Prompt:
The records that follow must be reproduced in full, exactly as written.

Records for this task:
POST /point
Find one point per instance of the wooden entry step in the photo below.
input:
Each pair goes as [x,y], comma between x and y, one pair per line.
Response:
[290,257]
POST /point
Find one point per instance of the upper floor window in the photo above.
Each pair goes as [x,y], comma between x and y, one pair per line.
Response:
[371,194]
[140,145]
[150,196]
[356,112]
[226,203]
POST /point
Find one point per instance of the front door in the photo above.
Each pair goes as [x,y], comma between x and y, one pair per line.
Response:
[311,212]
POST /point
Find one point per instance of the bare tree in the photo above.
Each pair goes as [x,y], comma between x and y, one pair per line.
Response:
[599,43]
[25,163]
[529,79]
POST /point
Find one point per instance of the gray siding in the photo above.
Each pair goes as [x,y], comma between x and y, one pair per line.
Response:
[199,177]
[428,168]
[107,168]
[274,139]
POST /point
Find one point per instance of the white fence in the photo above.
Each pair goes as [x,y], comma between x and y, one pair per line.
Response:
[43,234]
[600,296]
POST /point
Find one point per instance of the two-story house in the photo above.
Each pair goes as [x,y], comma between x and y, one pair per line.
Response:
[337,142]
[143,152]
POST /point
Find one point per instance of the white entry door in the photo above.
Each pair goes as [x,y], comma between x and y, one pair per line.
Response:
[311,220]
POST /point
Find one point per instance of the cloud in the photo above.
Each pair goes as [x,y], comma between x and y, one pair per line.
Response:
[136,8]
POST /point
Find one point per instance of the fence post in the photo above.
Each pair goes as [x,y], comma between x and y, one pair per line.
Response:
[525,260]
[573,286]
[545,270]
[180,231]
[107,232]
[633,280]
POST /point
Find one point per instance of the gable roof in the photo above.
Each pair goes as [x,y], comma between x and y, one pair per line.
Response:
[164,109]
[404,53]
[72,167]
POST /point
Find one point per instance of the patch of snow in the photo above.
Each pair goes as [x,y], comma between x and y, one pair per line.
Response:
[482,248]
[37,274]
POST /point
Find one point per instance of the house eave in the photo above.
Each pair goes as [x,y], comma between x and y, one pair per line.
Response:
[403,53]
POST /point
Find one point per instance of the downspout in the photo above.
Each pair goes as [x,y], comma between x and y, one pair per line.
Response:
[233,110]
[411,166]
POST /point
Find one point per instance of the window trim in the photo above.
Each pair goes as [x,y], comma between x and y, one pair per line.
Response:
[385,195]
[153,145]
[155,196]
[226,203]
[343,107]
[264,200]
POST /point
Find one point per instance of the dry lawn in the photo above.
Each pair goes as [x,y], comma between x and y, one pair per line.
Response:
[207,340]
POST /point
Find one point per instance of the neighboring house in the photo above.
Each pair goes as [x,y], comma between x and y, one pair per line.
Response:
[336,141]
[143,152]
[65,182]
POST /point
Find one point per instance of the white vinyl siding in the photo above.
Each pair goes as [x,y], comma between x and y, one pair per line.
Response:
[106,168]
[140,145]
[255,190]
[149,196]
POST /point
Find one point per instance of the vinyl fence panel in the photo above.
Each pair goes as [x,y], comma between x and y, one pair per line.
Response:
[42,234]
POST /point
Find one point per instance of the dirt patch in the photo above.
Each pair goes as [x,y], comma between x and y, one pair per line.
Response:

Written reply:
POST /point
Find one point per instance of the wooden entry step in the photo below.
input:
Each pair goes as [x,y], comma between x and y, one pair per line.
Response:
[290,257]
POST /point
Find one point per instance of the upper floor window in the photo above.
Each pair goes as [x,y], comma between x and y, one pair per line.
Response:
[371,194]
[140,145]
[150,196]
[356,112]
[226,203]
POST /point
Find one point per instance of the front door in the photo above.
Each pair goes as [x,y], comma between x and y, one pair per line.
Response:
[311,212]
POST /point
Find one point per instance of the bare tree in the photo above.
Each pair goes as [x,y], comma between x and y, one pair per line.
Response:
[599,43]
[25,163]
[529,79]
POST /point
Find one point per instance of the gray siding in the photo above.
Each pair goes as [x,y], comma between x and y, one pair per line.
Response:
[199,177]
[428,168]
[107,168]
[274,139]
POST /point
Find one point per instance of the white fence in the photo above.
Each pair goes as [x,y], comma between x and y, one pair per line.
Response:
[43,234]
[600,296]
POST /point
Find one point per instance of the two-story house in the photo above.
Each pair goes as [x,y], comma between x and y, one pair per line.
Response:
[337,142]
[143,152]
POST /point
Find one point per instance of the white entry door in the photo above.
Each pair goes as [x,y], comma between x and y, one pair per line.
Response:
[311,220]
POST /point
Find one point per instance of the cloud in the photo above.
Each pair goes as [x,y], comma between x and y, one pair per line.
Response:
[136,8]
POST /point
Find one point per instance of the fence post in the photo above.
Each pair goes as [x,y], comma between x and y, one pair per line.
Response:
[525,260]
[573,286]
[545,270]
[180,231]
[107,232]
[633,280]
POST /point
Find one point per instance of the gable roof in the photo above.
Each pair goes as [x,y], comma between x and y, one pair per line.
Response:
[164,109]
[404,53]
[72,167]
POST /point
Find one point per instance of the patch of snow in the photo above.
Each pair goes as [x,y], comma between x and y, one pair per line.
Response:
[482,248]
[37,274]
POST /point
Find one point per instance of the house eave in the photo above.
Each pair goes as [x,y], comma between x and y, one pair per line.
Response:
[403,53]
POST /point
Find one point per instance of the downspout in the photo above.
Each pair goes as [x,y], comma between x and y, one pair per line.
Response:
[233,110]
[411,166]
POST /point
Find one point per instance of the window trim in the photo above.
Each pair goes as [x,y], comma between x and y, one pair per line.
Response:
[385,195]
[153,145]
[155,196]
[226,203]
[343,107]
[264,200]
POST /point
Find one point per instance of the dry lawn in the photo above.
Each pair goes as [x,y], comma between x and y, one pair per line.
Response:
[207,340]
POST /point
Find one point per instance of the neighboring house in the photo above.
Each pair goes as [x,y], comma between x and y, one pair per line.
Response:
[336,141]
[143,152]
[65,182]
POST /point
Find one point per instance of the white vinyl siding in the photo above.
Each pair goes as [x,y], comma between x and y, one pair per line.
Response:
[106,168]
[140,145]
[255,190]
[149,196]
POST /point
Find one point per instance of the vinyl fence panel in the photo above.
Each pair goes as [x,y], comma between x and y, one pair per line.
Response:
[42,234]
POST /point
Find one point per instance of the dirt patch in the photo above.
Each pair goes as [x,y], comma between x and y, one pair per line.
Response:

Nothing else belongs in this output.